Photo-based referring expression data

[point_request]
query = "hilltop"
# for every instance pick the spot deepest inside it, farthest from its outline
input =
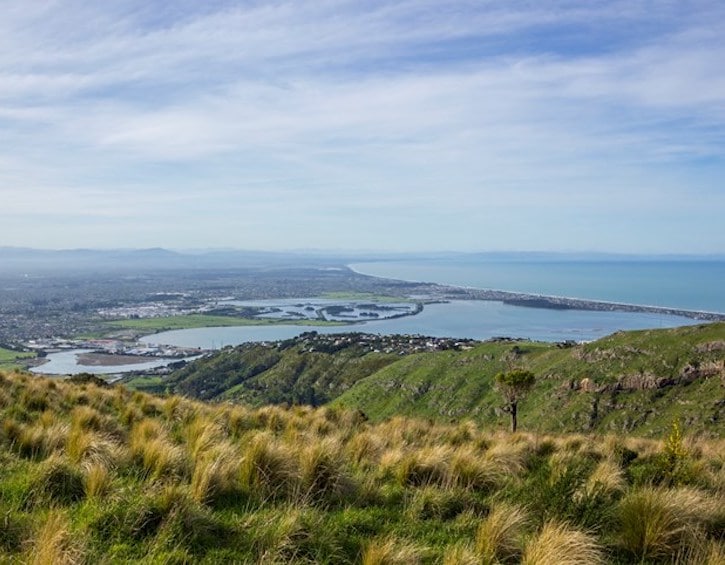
(634, 382)
(92, 473)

* [Assignment]
Without the pictures, transcribe the lines from the one containing "# for every" through the end of the data, exactly and only those.

* [Expected answer]
# for every instance pick the spot deepest inside it, farthest from its outline
input =
(634, 382)
(92, 473)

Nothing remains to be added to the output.